*WHAT THIS TASK INVOLVES*: Could you print every line from the first one of the records below through the line containing "e.g. point(526, 207)", with both included and nothing else?

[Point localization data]
=== Begin Enclosure ===

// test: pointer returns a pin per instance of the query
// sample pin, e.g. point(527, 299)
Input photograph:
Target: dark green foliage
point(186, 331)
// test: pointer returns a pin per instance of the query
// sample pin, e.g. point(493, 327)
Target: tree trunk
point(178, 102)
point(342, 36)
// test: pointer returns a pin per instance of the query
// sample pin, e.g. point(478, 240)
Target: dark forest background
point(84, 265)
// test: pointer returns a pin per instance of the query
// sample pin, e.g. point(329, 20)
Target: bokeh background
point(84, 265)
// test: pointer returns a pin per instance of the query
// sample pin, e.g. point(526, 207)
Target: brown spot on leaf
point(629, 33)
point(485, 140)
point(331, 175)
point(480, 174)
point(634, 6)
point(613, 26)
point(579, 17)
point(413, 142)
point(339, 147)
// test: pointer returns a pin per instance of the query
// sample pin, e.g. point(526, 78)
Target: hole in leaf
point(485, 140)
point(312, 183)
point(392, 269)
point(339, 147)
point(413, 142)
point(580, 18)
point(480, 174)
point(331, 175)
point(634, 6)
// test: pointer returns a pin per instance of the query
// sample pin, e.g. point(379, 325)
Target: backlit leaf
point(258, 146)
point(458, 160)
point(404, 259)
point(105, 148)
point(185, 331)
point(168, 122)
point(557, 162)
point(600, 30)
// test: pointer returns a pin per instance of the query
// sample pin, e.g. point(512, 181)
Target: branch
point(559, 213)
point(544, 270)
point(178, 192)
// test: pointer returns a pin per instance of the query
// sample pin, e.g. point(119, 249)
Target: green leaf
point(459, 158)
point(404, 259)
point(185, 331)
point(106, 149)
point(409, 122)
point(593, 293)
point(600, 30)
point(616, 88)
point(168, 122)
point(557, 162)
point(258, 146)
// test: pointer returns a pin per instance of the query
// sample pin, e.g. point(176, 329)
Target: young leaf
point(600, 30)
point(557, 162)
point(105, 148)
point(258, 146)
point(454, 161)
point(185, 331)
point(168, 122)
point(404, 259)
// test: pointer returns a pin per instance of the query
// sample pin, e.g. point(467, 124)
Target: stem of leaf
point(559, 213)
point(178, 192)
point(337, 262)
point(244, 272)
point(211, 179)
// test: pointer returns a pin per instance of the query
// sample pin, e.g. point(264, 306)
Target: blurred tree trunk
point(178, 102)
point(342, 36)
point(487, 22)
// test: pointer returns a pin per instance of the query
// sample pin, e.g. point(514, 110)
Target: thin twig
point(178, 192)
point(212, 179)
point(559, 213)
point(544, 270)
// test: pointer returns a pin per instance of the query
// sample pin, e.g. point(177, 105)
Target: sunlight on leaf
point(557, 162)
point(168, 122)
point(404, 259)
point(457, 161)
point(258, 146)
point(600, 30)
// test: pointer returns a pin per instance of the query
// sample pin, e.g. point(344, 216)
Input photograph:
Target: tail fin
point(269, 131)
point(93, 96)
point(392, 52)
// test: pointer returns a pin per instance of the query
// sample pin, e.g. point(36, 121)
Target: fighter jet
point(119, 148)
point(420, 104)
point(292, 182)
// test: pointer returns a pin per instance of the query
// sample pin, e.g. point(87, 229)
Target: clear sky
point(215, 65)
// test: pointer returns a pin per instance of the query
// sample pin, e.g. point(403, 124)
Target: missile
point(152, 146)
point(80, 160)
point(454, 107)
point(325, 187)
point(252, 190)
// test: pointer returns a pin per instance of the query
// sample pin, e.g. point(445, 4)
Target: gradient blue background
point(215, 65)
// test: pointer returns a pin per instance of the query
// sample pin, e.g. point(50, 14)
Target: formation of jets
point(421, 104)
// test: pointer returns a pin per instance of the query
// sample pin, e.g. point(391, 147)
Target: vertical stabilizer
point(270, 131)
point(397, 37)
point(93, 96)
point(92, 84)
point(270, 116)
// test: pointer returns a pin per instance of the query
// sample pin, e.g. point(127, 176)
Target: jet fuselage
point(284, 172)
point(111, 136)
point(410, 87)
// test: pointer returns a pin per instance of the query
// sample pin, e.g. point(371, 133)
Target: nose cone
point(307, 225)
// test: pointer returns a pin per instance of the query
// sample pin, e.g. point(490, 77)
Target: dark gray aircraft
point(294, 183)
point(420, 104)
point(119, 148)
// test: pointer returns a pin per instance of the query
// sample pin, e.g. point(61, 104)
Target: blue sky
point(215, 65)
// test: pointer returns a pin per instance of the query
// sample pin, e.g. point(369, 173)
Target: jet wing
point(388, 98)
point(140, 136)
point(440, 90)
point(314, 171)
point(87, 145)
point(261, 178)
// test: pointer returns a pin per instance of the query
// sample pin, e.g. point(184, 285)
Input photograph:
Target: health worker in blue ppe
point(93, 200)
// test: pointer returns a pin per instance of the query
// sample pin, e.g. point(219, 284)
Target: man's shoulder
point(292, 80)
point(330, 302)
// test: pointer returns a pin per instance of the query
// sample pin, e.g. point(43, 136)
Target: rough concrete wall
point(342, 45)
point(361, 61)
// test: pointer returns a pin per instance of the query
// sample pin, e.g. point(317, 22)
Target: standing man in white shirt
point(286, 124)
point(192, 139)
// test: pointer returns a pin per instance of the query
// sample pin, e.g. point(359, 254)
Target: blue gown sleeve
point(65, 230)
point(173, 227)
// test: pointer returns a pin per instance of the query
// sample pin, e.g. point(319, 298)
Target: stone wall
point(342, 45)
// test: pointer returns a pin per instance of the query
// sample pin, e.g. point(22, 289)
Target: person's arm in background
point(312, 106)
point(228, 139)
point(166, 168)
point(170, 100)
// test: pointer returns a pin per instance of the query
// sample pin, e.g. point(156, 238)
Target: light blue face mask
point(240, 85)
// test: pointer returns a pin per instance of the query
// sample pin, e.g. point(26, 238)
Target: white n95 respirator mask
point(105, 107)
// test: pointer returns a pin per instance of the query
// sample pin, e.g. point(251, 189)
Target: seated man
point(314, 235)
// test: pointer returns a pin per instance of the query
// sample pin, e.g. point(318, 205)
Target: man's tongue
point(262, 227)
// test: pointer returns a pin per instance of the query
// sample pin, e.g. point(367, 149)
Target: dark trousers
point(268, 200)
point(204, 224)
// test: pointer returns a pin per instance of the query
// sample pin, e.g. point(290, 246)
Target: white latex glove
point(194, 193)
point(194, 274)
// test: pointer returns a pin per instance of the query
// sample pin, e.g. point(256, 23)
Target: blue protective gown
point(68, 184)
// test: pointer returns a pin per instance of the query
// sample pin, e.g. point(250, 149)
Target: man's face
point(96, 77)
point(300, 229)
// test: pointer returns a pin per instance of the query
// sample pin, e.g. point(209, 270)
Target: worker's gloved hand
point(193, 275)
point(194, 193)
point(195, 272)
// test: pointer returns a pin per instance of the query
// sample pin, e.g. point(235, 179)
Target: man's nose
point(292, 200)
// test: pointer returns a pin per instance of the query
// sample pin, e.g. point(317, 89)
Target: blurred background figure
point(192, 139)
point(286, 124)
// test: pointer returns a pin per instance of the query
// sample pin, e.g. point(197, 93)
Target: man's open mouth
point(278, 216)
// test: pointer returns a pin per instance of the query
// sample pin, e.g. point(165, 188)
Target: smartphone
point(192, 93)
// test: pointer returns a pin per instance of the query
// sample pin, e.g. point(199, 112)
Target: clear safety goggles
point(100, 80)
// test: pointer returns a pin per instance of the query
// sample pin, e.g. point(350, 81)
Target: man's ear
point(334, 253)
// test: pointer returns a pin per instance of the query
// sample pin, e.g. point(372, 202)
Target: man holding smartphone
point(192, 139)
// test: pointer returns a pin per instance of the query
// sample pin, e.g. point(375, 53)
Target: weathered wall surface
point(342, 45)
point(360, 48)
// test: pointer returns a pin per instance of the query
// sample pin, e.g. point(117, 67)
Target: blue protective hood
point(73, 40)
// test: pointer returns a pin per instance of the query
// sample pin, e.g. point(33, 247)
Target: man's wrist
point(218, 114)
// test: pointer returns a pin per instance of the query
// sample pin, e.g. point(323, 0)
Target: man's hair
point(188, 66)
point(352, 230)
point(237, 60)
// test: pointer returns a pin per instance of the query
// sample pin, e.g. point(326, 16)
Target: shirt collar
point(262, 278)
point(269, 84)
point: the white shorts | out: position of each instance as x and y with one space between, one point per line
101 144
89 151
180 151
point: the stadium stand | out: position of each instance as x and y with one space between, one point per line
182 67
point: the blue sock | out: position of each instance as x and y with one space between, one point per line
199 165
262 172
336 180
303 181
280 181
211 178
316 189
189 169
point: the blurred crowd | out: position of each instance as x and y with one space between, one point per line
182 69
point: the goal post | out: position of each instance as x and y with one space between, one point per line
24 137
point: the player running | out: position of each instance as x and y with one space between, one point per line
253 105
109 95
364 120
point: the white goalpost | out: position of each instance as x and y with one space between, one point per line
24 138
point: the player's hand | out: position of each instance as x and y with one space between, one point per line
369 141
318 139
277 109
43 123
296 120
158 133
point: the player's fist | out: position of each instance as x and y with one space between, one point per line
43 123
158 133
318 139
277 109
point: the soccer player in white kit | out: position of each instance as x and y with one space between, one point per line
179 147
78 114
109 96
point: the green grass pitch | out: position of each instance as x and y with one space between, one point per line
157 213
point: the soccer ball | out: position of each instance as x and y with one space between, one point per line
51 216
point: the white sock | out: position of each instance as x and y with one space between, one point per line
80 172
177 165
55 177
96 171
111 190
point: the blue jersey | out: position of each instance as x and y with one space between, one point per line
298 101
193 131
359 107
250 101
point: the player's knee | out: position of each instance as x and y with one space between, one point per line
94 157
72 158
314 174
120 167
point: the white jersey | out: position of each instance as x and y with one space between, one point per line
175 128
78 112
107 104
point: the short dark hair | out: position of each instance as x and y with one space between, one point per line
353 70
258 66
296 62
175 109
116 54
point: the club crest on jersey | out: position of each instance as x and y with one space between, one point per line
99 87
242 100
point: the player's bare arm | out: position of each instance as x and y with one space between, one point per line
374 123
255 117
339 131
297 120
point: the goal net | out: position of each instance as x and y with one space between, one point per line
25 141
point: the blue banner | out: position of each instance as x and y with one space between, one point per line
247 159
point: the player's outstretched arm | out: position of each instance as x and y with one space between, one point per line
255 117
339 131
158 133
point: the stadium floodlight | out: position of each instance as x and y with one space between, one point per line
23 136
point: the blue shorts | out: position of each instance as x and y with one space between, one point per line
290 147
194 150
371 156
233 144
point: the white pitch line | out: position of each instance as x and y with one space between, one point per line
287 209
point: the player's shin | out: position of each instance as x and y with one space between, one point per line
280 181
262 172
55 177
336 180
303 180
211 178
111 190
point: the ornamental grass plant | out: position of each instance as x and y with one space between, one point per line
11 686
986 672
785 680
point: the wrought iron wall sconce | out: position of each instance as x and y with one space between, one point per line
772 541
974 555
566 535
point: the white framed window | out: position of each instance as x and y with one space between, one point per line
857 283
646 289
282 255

=== End Enclosure ===

*EXERCISE RESPONSE*:
// test: pointer returns a pin per instance of the query
// sample pin, e.g. point(527, 299)
Input photograph:
Target: dark green foliage
point(186, 331)
// test: pointer returns a pin per instance of the query
// sample pin, e.g. point(493, 327)
Target: tree trunk
point(178, 102)
point(342, 36)
// test: pointer returns a pin per instance of the query
// sample pin, e.g. point(478, 240)
Target: dark forest background
point(84, 265)
// test: pointer returns a pin per instance of the query
// sample pin, e.g. point(329, 20)
Target: bokeh background
point(84, 265)
// test: pointer returns a pin per instance of the query
// sample pin, e.g. point(526, 207)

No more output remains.